BEGIN TEXT PASSAGE

Resource Control Policies

• Where available, enforce resource-side restrictions across the org.

Tag-Based Access Control

• Where appropriate, use ABAC for self-service environments.

---

4. Privileged Access

Minimize Standing Admins

• Few persistent administrator-equivalent identities.
• Use just-in-time access (Identity Center session policies, custom approval workflows).

Privileged Tasks via Break-Glass

• Specific high-privilege roles assumable only with MFA + approval + monitoring.

Tier IAM Roles

• Tier 0 (cross-cutting privileged): tightly governed, monitored, low session duration.
• Tier 1 (workload admins): boundaries + SCPs.
• Tier 2 (read / power users): broader but capped.

---

5. Cross-Account and Multi-Account

Multi-Account Architecture

• Workload, security, log, sandbox accounts separated.
• Use AWS Control Tower or equivalent for account factory + baseline.

Cross-Account Access

• IAM roles with tight trust.
• aws:PrincipalOrgID for org-internal.
• External ID for third parties.
• Tag with vendor / purpose.
• Decommission on offboarding.

Centralized Logging

• CloudTrail, VPC Flow Logs, Config to dedicated logging account.
• Immutable bucket; long retention; WORM if required.

Centralized Security

• Security account with audit roles in members.
• GuardDuty, Security Hub, Macie aggregation.
• Forestall connected at organization level.

---

6. Detection and Response

CloudTrail Everywhere

• Multi-region trail.
• Management + data events for sensitive resources.
• Centralized + immutable.

GuardDuty / Security Hub / Macie

• Enabled across accounts.
• Findings centralized and triaged.

Identity-Specific Detections

• New IAM user creation.
• New AdministratorAccess assignment.
• Trust policy change.
• Access key creation / leak.
• Console login from unusual IP.
• Unusual AssumeRole patterns.
• Root sign-in.

Incident Response Playbooks

• Compromised IAM user / role / key.
• Rogue admin.
• S3 public exposure.

END TEXT PASSAGE

:: WHAT TO DO ::
**A.** Retype the part of the AWS security notes starting with "Identity-Specific Detections" and going on through "from unusual IP.".
**B.** List every identity-specific detection named in the AWS security notes.
**C.** Proceed with the AWS security notes from the point where they stop.

BEGIN THE DATA

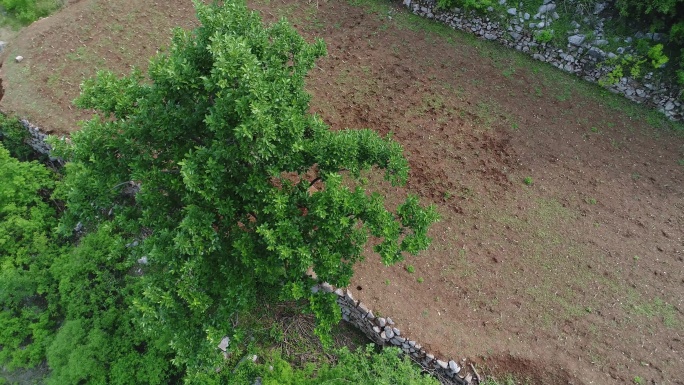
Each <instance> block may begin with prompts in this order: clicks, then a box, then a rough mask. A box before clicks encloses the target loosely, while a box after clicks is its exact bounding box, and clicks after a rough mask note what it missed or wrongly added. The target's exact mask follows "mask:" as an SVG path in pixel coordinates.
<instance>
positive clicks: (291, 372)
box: [229, 345, 439, 385]
mask: <svg viewBox="0 0 684 385" xmlns="http://www.w3.org/2000/svg"><path fill="white" fill-rule="evenodd" d="M337 354H338V362H337V363H336V364H334V365H323V366H321V367H320V368H316V367H314V366H312V365H309V366H307V367H305V368H302V369H294V368H292V367H291V366H290V365H289V364H288V363H287V362H285V361H283V360H282V359H281V358H280V357H278V356H274V357H272V358H270V359H269V360H268V361H267V362H265V363H263V364H254V363H252V362H251V361H246V362H245V363H244V364H242V365H240V366H239V367H238V370H237V372H236V373H234V374H232V375H231V378H230V382H229V384H236V385H237V384H250V383H254V380H255V379H256V377H261V380H262V384H264V385H318V384H357V385H437V384H439V381H437V380H436V379H435V378H432V377H429V376H424V375H422V374H421V371H420V369H419V368H418V367H417V366H415V365H414V364H413V363H412V362H411V361H410V360H409V359H408V357H406V356H403V357H402V355H401V351H400V350H399V349H398V348H395V347H388V348H385V349H383V350H382V351H380V352H376V351H375V349H374V347H373V345H368V346H366V348H365V349H364V348H359V349H357V350H356V351H355V352H350V351H349V350H348V349H346V348H343V349H341V350H339V351H338V352H337ZM271 367H272V370H271Z"/></svg>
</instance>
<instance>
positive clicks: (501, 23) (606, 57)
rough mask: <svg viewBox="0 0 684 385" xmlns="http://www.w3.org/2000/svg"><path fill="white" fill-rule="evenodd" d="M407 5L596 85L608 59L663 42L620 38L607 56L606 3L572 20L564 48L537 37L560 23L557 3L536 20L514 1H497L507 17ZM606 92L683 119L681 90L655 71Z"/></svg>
mask: <svg viewBox="0 0 684 385" xmlns="http://www.w3.org/2000/svg"><path fill="white" fill-rule="evenodd" d="M403 4H404V5H405V6H406V7H408V8H409V9H410V10H411V11H412V12H413V13H414V14H417V15H419V16H423V17H426V18H428V19H434V20H437V21H440V22H442V23H445V24H447V25H449V26H450V27H452V28H454V29H458V30H461V31H465V32H468V33H472V34H474V35H476V36H478V37H481V38H483V39H486V40H491V41H497V42H499V43H501V44H502V45H504V46H507V47H511V48H514V49H516V50H518V51H521V52H525V53H527V54H529V55H530V56H532V57H533V58H534V59H536V60H540V61H543V62H547V63H549V64H551V65H553V66H555V67H557V68H559V69H561V70H563V71H566V72H570V73H573V74H576V75H578V76H580V77H582V78H584V79H585V80H587V81H590V82H594V83H597V82H598V81H599V80H600V79H603V78H605V76H606V75H607V74H608V73H610V72H611V71H612V70H613V69H614V68H615V67H614V66H611V65H610V64H609V62H607V60H608V59H615V58H617V57H619V55H621V54H624V53H628V52H630V51H631V50H633V48H632V45H633V44H634V43H635V42H636V39H639V38H645V39H650V40H653V41H656V42H657V41H662V40H663V39H664V36H663V35H660V34H653V33H637V34H636V35H635V36H634V37H625V38H624V39H621V40H620V41H619V43H621V45H622V46H620V47H617V48H615V52H609V51H607V50H606V47H607V46H608V45H609V41H608V40H606V38H605V36H604V34H603V25H604V22H605V21H606V20H605V19H602V18H601V16H600V15H601V14H602V12H603V11H604V10H605V8H606V7H607V2H604V3H598V4H597V5H596V8H595V9H593V10H590V11H588V12H587V15H578V21H573V23H574V24H573V26H574V27H575V29H574V30H571V31H568V36H567V45H566V46H564V47H557V46H553V45H551V44H549V43H544V42H540V41H538V40H537V38H536V37H535V34H539V33H541V32H543V31H544V30H547V29H553V26H554V22H555V20H557V19H558V18H559V15H558V13H557V11H556V10H557V6H556V3H555V2H554V1H553V0H544V4H543V5H541V6H540V7H539V9H537V12H536V13H535V14H534V15H531V14H530V13H527V12H523V11H520V10H519V8H521V7H522V3H518V1H516V0H499V4H500V5H501V6H503V7H507V10H506V12H504V13H501V14H497V13H495V12H494V9H493V8H491V7H490V9H489V12H488V13H487V14H486V15H484V16H483V15H480V14H477V13H475V12H470V11H464V10H462V9H459V8H453V9H450V10H439V9H437V6H436V1H435V0H403ZM585 22H586V23H591V26H592V29H593V32H592V33H591V34H590V35H591V36H588V35H587V34H582V33H580V30H581V29H580V27H581V23H585ZM607 88H608V89H609V90H610V91H612V92H614V93H617V94H621V95H623V96H625V97H626V98H628V99H630V100H632V101H634V102H637V103H643V104H646V105H649V106H651V107H654V108H656V109H657V110H659V111H661V112H662V113H664V114H665V115H666V116H667V117H669V118H670V119H672V120H683V119H684V105H683V104H684V103H682V101H681V100H680V96H681V95H682V90H681V88H680V87H679V86H678V85H676V84H674V83H666V82H665V81H663V80H661V79H659V77H658V76H657V75H656V74H654V73H653V72H649V73H647V74H646V75H645V76H644V77H643V78H640V79H636V78H634V77H631V76H624V77H622V78H620V79H619V80H618V82H617V83H616V84H613V85H610V86H607Z"/></svg>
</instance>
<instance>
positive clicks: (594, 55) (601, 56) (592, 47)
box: [587, 47, 606, 60]
mask: <svg viewBox="0 0 684 385" xmlns="http://www.w3.org/2000/svg"><path fill="white" fill-rule="evenodd" d="M587 55H589V56H591V57H593V58H594V59H596V60H601V59H603V58H604V57H605V56H606V54H605V52H603V51H601V50H600V49H598V48H596V47H591V48H590V49H589V51H587Z"/></svg>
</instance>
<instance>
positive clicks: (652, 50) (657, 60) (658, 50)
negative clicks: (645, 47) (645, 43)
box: [648, 44, 670, 68]
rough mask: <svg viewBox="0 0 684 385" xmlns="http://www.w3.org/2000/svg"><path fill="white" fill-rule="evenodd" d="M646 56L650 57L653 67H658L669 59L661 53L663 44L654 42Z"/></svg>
mask: <svg viewBox="0 0 684 385" xmlns="http://www.w3.org/2000/svg"><path fill="white" fill-rule="evenodd" d="M648 58H649V59H651V64H652V65H653V68H660V67H662V66H663V65H665V63H667V62H668V61H670V59H669V58H668V57H667V56H666V55H665V54H664V53H663V45H662V44H656V45H654V46H653V47H651V48H650V49H649V50H648Z"/></svg>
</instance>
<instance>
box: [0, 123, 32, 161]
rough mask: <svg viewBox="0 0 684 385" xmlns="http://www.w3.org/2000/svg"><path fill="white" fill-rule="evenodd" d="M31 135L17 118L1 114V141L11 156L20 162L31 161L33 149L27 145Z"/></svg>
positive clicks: (0, 130) (0, 134)
mask: <svg viewBox="0 0 684 385" xmlns="http://www.w3.org/2000/svg"><path fill="white" fill-rule="evenodd" d="M29 136H30V134H29V133H28V131H26V129H25V128H24V127H23V126H22V125H21V123H20V122H19V119H17V118H16V117H9V116H5V115H4V114H0V141H2V144H3V145H4V146H5V149H7V150H8V151H9V153H10V155H11V156H13V157H14V158H17V159H19V160H29V159H31V156H32V155H33V152H34V151H33V149H32V148H31V147H30V146H29V145H28V144H26V140H27V139H28V138H29Z"/></svg>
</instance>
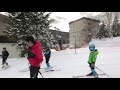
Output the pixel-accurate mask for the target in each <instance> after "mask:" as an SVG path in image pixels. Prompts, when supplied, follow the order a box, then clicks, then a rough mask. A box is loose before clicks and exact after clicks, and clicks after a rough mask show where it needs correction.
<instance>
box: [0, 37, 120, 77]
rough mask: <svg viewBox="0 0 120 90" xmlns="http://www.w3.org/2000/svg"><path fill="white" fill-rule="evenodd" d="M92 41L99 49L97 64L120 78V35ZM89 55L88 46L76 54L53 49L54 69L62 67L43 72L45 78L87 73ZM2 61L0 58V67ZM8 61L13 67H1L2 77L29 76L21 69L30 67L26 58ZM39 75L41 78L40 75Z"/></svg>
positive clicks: (0, 66) (100, 72)
mask: <svg viewBox="0 0 120 90" xmlns="http://www.w3.org/2000/svg"><path fill="white" fill-rule="evenodd" d="M91 43H94V44H95V45H96V48H97V49H98V51H99V55H98V58H97V62H96V66H97V67H98V68H99V69H101V70H102V71H104V72H105V73H106V74H108V75H109V76H110V77H111V78H120V37H117V38H114V39H106V40H105V39H104V40H92V42H91ZM88 56H89V50H88V46H87V47H84V48H80V49H77V53H76V54H75V50H74V49H67V50H63V51H57V52H56V51H52V57H51V60H50V63H51V65H52V66H56V67H54V69H56V70H57V69H60V71H54V72H47V73H42V74H43V76H44V77H45V78H72V76H77V75H86V74H88V73H89V72H90V69H89V65H88V63H87V61H88ZM1 61H2V60H1V59H0V67H1ZM8 63H9V64H10V66H11V67H10V68H8V69H6V70H1V69H0V78H29V71H28V72H20V71H19V70H22V69H25V68H28V61H27V59H26V58H13V59H8ZM42 67H46V65H45V60H44V62H43V63H42ZM96 71H97V72H98V74H102V72H101V71H99V70H98V69H96ZM41 72H43V70H41ZM38 77H39V78H41V76H40V75H39V76H38ZM100 78H107V75H101V76H100Z"/></svg>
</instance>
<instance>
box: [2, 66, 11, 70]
mask: <svg viewBox="0 0 120 90" xmlns="http://www.w3.org/2000/svg"><path fill="white" fill-rule="evenodd" d="M10 67H11V66H6V67H4V68H1V70H0V71H3V70H6V69H8V68H10Z"/></svg>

END THE DATA

:: REPLIES ::
**A.**
Identity-Specific Detections

• New IAM user creation.
• New AdministratorAccess assignment.
• Trust policy change.
• Access key creation / leak.
• Console login from unusual IP.

**B.**
- New IAM user creation
- New AdministratorAccess assignment
- Trust policy change
- Access key creation / leak
- Console login from unusual IP
- Unusual AssumeRole patterns
- Root sign-in

**C.**
• Tabletop exercises.

---

7. Governance

Inventory

• All accounts known and owned.
• All IAM principals tagged with owner / purpose.
• All Permission Sets documented.

Lifecycle

• Joiner / mover / leaver workflows update IAM access.
• Quarterly cleanup of inactive identities.

Reviews

• Quarterly access reviews for privileged roles and Permission Sets.
• Annual review of broader access and trust relationships.

Policy as Code

• IAM policies, SCPs, boundaries in Git.
• Peer review on changes.
• Automated validation (cfn-policy-validator, Access Analyzer policy validation).

---

8. Recovery

Break-Glass Procedure

• Documented process for using root or emergency admin.
• Hardware MFA stored in safe with chain of custody.
• Tested periodically.

Backup of IAM Configuration

• Some elements (Identity Center config, SCPs) tracked in IaC for restore.
• Policy versions retained.

---

9. Continuous Improvement

Track Metrics

• Number of standing admins.
• Number of long-lived keys > 90 days.
• Open IAM Access Analyzer findings.
• Public S3 buckets.
• MFA adoption.
• Quarterly trend.

Use a Posture Tool

• Forestall (or equivalent) for continuous attack-path analysis and prioritized remediation.

Quarterly Identity Review

• Top risks reported to leadership.
• Remediation tracked.

---

Quick Best-Practice Summary

• Identity Center for humans.
• Roles + STS + federation for everything else.
• MFA everywhere, hardware where it matters.
• Least privilege; Access Analyzer-driven.
• Permission Boundaries for delegated admin.
• SCPs for org guardrails.
• Centralized CloudTrail and security tooling.
• Identity-focused detection in SIEM.
• Quarterly reviews and metrics.

---

How Forestall Helps

Forestall translates these best practices into continuous, prioritized work:

• Posture scoring against best practices.
• Attack-path analysis to admin and data.
• Risk-ranked findings with remediation guidance.
• Trend tracking for your identity security KPIs.

---

Conclusion

AWS IAM security is a discipline, not a feature. Implement these best practices in tiers — start with the highest-impact (Identity Center, MFA, root lockdown, eliminate *:*, baseline SCPs, CloudTrail centralization) and expand outward. Measure quarterly. With these in place, AWS becomes one of the most defensible identity environments you operate.